RegEx Help

RegEx is my weakness, so I’m not even sure if this possible in a single go, but what I need to do is replace all the commas within brackets with hash signs, while not touching any other comma in the string, as in:

  • “f gh (a, b) c, d” =>. “f gh (A# b) c, d”
  • “(a, b, c), d, e,”. =>. “(A# b# c), d, e”
  • “, m n cab (a, b, c, d) g h ,”. =>. “M n cab (A# b# c# d) g h ,”

And so on.

Any help much appreciate.

The problem is, there is an indeterminate number of commas within the parens so, technically, this isn’t a pattern the way RegEx understands it. You could certainly right a pattern that identifies such commas, replaces them, then starts from the opening paren again in a loop, but I expect this will be faster:

Public Function ReplaceCommaInParen(s As String) as String
  dim chars() as string = s.Split( "" )

━━━

**Brief a:**
Find each line of the listing that contains the word "outline" and copy those lines out, treating uppercase and lowercase as different.
The regex thread and the listing come from separate, unrelated sources.

━━━

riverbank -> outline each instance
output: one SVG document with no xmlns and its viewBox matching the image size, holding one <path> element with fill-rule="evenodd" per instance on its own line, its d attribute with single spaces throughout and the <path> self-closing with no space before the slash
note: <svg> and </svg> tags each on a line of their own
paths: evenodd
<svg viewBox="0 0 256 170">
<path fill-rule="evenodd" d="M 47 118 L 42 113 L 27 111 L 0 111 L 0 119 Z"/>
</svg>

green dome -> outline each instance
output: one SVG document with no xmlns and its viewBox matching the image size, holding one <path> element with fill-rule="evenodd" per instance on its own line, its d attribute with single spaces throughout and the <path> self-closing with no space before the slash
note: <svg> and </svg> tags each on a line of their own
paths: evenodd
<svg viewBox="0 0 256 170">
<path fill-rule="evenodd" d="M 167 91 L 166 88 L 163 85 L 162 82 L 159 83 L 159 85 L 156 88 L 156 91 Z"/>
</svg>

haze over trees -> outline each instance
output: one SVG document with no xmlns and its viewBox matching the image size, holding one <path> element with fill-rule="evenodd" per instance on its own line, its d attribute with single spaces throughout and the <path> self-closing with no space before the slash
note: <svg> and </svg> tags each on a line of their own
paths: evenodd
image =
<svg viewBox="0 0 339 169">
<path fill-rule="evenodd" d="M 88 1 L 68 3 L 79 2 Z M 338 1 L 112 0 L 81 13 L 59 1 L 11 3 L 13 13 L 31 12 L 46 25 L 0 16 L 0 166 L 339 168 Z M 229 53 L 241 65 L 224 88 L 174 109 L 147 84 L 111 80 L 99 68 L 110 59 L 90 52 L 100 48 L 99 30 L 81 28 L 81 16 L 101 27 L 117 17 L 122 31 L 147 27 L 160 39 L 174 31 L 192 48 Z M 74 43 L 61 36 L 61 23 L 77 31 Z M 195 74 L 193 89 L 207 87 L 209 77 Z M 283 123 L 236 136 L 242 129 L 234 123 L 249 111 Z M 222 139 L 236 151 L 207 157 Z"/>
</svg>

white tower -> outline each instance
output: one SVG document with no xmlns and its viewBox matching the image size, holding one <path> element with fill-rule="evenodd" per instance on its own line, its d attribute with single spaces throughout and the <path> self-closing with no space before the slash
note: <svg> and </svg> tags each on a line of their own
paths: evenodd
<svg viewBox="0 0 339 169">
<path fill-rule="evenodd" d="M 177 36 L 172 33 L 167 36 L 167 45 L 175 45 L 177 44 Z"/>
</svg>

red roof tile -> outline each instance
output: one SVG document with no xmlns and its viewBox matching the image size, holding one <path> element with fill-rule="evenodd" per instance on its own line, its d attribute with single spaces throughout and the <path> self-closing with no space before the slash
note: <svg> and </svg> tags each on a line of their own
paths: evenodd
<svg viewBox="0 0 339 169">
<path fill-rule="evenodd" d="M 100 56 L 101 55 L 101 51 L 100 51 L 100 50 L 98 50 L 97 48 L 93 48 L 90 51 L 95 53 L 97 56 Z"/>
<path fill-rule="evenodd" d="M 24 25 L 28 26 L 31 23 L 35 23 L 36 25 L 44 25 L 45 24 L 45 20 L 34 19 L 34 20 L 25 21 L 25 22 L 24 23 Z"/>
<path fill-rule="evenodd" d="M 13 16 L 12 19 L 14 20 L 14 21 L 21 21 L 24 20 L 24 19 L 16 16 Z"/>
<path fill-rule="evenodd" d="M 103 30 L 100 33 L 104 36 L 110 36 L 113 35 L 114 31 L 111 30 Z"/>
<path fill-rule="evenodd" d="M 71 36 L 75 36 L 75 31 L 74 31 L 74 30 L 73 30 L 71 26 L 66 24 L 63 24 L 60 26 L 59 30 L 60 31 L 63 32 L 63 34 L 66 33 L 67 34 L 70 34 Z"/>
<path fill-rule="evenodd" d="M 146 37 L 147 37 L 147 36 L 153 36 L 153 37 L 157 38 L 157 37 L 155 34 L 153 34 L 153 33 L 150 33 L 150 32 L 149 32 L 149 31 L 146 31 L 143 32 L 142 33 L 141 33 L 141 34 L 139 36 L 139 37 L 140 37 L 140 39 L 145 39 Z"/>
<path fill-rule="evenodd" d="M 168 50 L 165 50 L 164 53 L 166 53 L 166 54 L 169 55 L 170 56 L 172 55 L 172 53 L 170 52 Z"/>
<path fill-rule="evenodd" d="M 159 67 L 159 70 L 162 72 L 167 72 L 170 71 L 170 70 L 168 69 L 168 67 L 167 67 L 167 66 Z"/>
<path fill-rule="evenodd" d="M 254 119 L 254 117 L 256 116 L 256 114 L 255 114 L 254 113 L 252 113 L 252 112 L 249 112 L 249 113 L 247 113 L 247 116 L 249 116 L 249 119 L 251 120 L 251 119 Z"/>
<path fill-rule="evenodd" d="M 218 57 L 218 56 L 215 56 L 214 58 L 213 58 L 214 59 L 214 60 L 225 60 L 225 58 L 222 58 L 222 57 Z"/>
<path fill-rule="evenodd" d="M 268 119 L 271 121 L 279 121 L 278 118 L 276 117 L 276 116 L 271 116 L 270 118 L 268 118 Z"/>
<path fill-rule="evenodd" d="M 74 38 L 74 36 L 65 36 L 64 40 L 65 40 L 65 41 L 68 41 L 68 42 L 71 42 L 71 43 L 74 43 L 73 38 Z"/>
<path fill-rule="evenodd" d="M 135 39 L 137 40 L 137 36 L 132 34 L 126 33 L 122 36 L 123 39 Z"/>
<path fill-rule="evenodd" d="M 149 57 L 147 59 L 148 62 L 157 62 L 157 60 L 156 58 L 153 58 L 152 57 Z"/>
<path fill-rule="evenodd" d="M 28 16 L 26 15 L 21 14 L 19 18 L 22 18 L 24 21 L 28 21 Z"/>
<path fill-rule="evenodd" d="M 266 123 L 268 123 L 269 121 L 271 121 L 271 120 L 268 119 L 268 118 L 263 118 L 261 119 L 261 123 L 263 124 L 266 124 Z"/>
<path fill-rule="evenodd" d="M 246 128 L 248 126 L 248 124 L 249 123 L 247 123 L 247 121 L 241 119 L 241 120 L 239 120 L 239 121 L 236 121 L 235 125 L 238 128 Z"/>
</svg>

━━━

**Brief b:**
Reproduce the regex thread above in full, word for word.

**Task answer a:**
riverbank -> outline each instance
green dome -> outline each instance
haze over trees -> outline each instance
white tower -> outline each instance
red roof tile -> outline each instance

**Task answer b:**
RegEx Help

RegEx is my weakness, so I’m not even sure if this possible in a single go, but what I need to do is replace all the commas within brackets with hash signs, while not touching any other comma in the string, as in:

  • “f gh (a, b) c, d” =>. “f gh (A# b) c, d”
  • “(a, b, c), d, e,”. =>. “(A# b# c), d, e”
  • “, m n cab (a, b, c, d) g h ,”. =>. “M n cab (A# b# c# d) g h ,”

And so on.

Any help much appreciate.

The problem is, there is an indeterminate number of commas within the parens so, technically, this isn’t a pattern the way RegEx understands it. You could certainly right a pattern that identifies such commas, replaces them, then starts from the opening paren again in a loop, but I expect this will be faster:

Public Function ReplaceCommaInParen(s As String) as String
  dim chars() as string = s.Split( "" )